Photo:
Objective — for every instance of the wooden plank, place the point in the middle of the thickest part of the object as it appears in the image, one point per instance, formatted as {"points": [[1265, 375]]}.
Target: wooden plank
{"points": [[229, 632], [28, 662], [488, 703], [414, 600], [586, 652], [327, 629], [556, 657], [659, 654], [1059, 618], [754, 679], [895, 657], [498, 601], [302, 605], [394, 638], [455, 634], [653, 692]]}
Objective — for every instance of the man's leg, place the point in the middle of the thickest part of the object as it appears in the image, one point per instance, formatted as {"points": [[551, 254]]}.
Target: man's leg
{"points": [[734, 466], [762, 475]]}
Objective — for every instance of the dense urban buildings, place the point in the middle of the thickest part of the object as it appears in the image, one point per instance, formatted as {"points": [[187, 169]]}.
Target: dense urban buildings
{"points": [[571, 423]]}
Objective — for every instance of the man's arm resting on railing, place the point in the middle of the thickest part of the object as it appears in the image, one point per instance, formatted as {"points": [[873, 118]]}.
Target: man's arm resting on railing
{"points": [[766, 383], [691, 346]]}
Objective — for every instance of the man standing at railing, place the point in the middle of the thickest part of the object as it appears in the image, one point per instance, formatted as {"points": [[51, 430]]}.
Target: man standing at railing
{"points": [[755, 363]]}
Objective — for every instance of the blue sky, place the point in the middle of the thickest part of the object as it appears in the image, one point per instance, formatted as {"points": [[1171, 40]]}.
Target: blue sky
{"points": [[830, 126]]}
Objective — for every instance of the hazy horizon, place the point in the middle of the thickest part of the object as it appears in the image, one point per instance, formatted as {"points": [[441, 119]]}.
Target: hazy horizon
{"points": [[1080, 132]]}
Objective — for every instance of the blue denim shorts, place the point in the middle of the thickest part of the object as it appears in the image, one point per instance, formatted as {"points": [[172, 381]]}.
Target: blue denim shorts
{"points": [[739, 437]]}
* * *
Aim
Starting at the row that contains "Objective — for every instance of the dense" and ending with the last row, copy out every row in full, adding 16 to each point coordinate in the answers and leaving all other text unchanged.

Result
Objective — for every instance of the dense urban buildings, place the point in the middle of the thickest part of the object as it appears in the image, one point per instance, formatted as {"points": [[187, 169]]}.
Target: dense urban buildings
{"points": [[587, 439]]}
Objective — for every instance of the man's arm resting on railing, place the point in the middle of the thickest part of the object as it appears in the image, one point per instance, formatted as {"points": [[873, 118]]}.
Target: man's arm resting on railing
{"points": [[782, 399], [707, 362]]}
Objective — for every instance of the man standing at railing, place the point in the middle of the thickest part of the object as it appears in the image, one point per instance, formatted as {"points": [[51, 430]]}.
Target: man standing at railing
{"points": [[771, 379]]}
Objective — for every instance of the blue sky, place the point in the middle of the thickest part of the object as it appears in the image, one point per instance, formatted as {"points": [[1171, 40]]}.
Target: blue sky
{"points": [[846, 142]]}
Objective — for every instance of the hazy horizon, place the point in the middle of the thickest part of the object as it appears in the image, one point per instance, formatted as {"points": [[441, 119]]}.
Target: hazy horizon
{"points": [[1096, 148]]}
Objective — for every instance of the blue denim shorts, place the point in the middle of the thickest part of the object as it appears in the image, one point per instance, formatted as {"points": [[172, 381]]}.
Target: blue denim shorts
{"points": [[755, 453]]}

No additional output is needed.